[start Excerpted passage]
Word is that they also have new locations coming soon in Zhejiang, China, Dubai, UAE, and Riyadh, Saudi Arabia. And stealing a page from the book of Disney theme parks, Six Flags holds long-term licenses for Warner Bros. and DC Comics characters, including Bugs Bunny, Daffy Duck, Tweety Bird, Yosemite Sam, Batman, and Superman. Additionally, the company has certain rights to use the Hanna-Barbera and Cartoon Network characters, including Yogi Bear, Scooby-Doo, The Flintstones and others.

But when the company released Q3 results in late October, investors were disappointed enough to gap the stock down over 15% from $62 to $52.

Quarterly EPS of $2.16 per share missed the Zacks Consensus Estimate of $2.32 per share, and only represented year-over-year growth of 2.4% vs $2.11 last year at this time. These figures are adjusted for non-recurring items.

This showing represented a negative earnings surprise of -6.90%. A quarter ago, it was expected that the amusement park operator would post earnings of $0.93 per share when it actually produced earnings of $0.88, delivering a negative surprise of -5.38%.

Six Flags posted revenues of $619.82 million for the quarter ended September 2018, missing the Zacks Consensus Estimate by 2.09%. This compares to year-ago revenues of $580.42 million. The company has topped consensus revenue estimates three times over the last four quarters.

Six Flags Still a Short?

SIX belongs to the Zacks Leisure and Recreation Services industry, which currently ranks in the top third of all Zacks Industries.

The company also pays a generous dividend of $3.28, which currently represents a 6.46% yield.

This yield became richer on Christmas Eve when shares made a new 52-week low near $50.

On December 14, I identified the stock as a high-probability short candidate around $60 after shares had closed the Oct 23 gap down and put in a lower high. My first target was $52 (near the Oct lows) and my second target was $48, site of the 2017 lows.

So with that strong yield and 15-20% gains for short players since earnings, is it time for shorts to close the trade or do new lows suggest a trip to $48?

One key indicator may be the duration of the stock's time in the Zacks "penalty box." SIX first became a Zacks #4 Rank (Sell) in early October before their earnings report, as analysts were lowering EPS estimates into the quarterly report.

Then it slipped to the cellar of the Zacks Rank with a #5 Strong Sell rating after their report, as the analysts delivered a stronger verdict about the declining growth trajectory.

Now SIX is slowly climbing out of the cellar with a move back to a #4 Rank as older estimate revisions roll off of the model's calculation, which looks only at a 60-day window of analysts changes.

In fact, SIX could become a #3 Rank (Hold) soon as the negative revisions completely fall out of the short-term calculation. But two other factors are worth considering before assuming SIX could be a buy again.
[end Excerpted passage]
[start Supplied entries]
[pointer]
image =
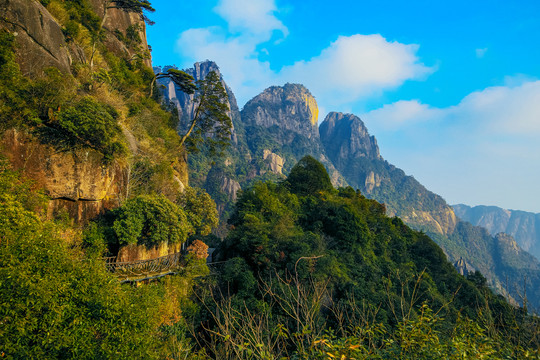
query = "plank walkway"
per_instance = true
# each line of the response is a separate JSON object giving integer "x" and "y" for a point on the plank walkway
{"x": 146, "y": 270}
{"x": 142, "y": 270}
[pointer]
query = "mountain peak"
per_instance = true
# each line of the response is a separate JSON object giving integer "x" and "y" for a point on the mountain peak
{"x": 290, "y": 107}
{"x": 345, "y": 136}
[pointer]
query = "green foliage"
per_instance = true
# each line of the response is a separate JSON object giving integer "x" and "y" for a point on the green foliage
{"x": 54, "y": 303}
{"x": 200, "y": 210}
{"x": 308, "y": 177}
{"x": 211, "y": 123}
{"x": 132, "y": 6}
{"x": 71, "y": 30}
{"x": 316, "y": 263}
{"x": 150, "y": 220}
{"x": 86, "y": 124}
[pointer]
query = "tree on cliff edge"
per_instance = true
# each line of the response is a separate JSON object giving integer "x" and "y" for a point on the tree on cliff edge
{"x": 130, "y": 6}
{"x": 211, "y": 124}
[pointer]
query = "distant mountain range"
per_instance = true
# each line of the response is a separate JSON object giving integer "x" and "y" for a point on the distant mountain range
{"x": 521, "y": 225}
{"x": 278, "y": 127}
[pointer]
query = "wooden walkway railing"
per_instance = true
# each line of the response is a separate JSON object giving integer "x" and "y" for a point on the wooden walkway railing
{"x": 141, "y": 270}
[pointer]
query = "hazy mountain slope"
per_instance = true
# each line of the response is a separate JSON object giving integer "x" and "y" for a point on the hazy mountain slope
{"x": 278, "y": 127}
{"x": 523, "y": 226}
{"x": 356, "y": 155}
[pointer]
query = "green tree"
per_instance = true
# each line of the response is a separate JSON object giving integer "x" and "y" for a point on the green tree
{"x": 180, "y": 78}
{"x": 309, "y": 177}
{"x": 211, "y": 123}
{"x": 150, "y": 220}
{"x": 85, "y": 124}
{"x": 131, "y": 6}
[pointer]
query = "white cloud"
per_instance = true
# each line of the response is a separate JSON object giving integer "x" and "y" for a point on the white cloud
{"x": 349, "y": 68}
{"x": 402, "y": 113}
{"x": 481, "y": 52}
{"x": 253, "y": 16}
{"x": 484, "y": 150}
{"x": 236, "y": 57}
{"x": 357, "y": 65}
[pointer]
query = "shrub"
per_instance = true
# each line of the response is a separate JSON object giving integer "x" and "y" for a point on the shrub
{"x": 150, "y": 220}
{"x": 87, "y": 124}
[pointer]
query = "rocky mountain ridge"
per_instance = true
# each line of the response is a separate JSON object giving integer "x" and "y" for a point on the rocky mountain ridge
{"x": 523, "y": 226}
{"x": 277, "y": 127}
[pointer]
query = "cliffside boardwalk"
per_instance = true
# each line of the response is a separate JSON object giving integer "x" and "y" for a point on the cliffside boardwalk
{"x": 146, "y": 270}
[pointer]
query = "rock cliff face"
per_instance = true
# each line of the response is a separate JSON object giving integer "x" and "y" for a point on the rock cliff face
{"x": 283, "y": 120}
{"x": 290, "y": 107}
{"x": 523, "y": 226}
{"x": 184, "y": 102}
{"x": 119, "y": 21}
{"x": 76, "y": 181}
{"x": 39, "y": 37}
{"x": 356, "y": 155}
{"x": 41, "y": 42}
{"x": 354, "y": 140}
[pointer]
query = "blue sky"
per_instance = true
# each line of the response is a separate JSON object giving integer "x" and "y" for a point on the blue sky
{"x": 450, "y": 89}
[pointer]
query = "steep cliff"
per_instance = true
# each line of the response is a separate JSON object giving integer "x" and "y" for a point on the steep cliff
{"x": 68, "y": 95}
{"x": 43, "y": 40}
{"x": 76, "y": 181}
{"x": 284, "y": 120}
{"x": 356, "y": 155}
{"x": 523, "y": 226}
{"x": 291, "y": 108}
{"x": 38, "y": 34}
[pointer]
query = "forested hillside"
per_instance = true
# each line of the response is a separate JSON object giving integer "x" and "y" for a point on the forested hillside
{"x": 94, "y": 178}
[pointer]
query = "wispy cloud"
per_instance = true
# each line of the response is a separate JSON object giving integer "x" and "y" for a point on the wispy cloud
{"x": 355, "y": 66}
{"x": 253, "y": 16}
{"x": 349, "y": 68}
{"x": 484, "y": 150}
{"x": 481, "y": 52}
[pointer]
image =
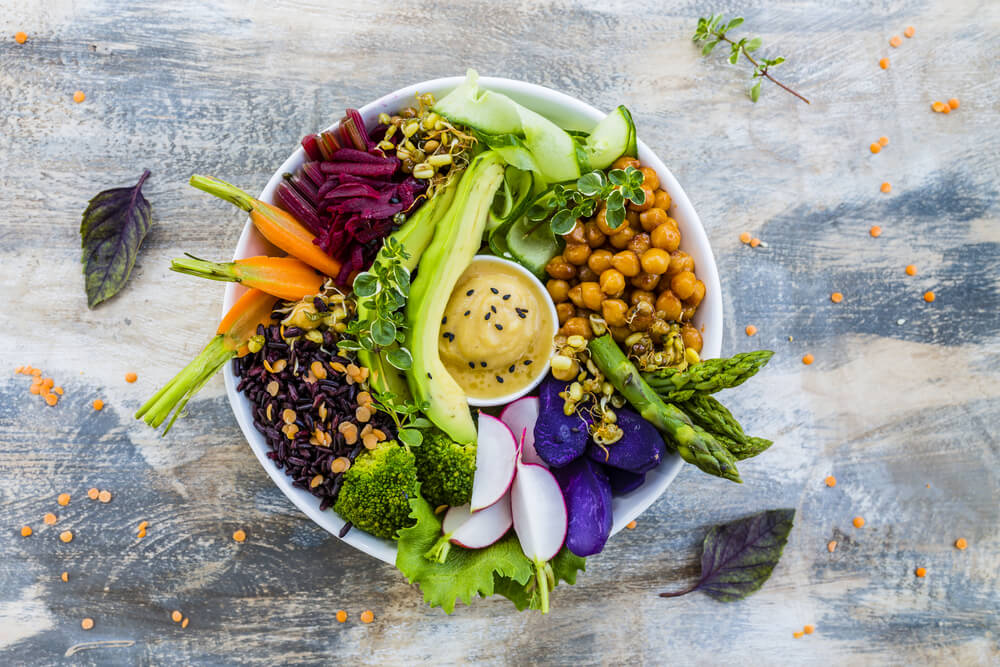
[end Supplied entries]
Task to complete - Copy word for word the stretch of the Six Flags passage that starts at the words "So with that" and ends after the words "of analysts changes.".

Worked solution -
So with that strong yield and 15-20% gains for short players since earnings, is it time for shorts to close the trade or do new lows suggest a trip to $48?

One key indicator may be the duration of the stock's time in the Zacks "penalty box." SIX first became a Zacks #4 Rank (Sell) in early October before their earnings report, as analysts were lowering EPS estimates into the quarterly report.

Then it slipped to the cellar of the Zacks Rank with a #5 Strong Sell rating after their report, as the analysts delivered a stronger verdict about the declining growth trajectory.

Now SIX is slowly climbing out of the cellar with a move back to a #4 Rank as older estimate revisions roll off of the model's calculation, which looks only at a 60-day window of analysts changes.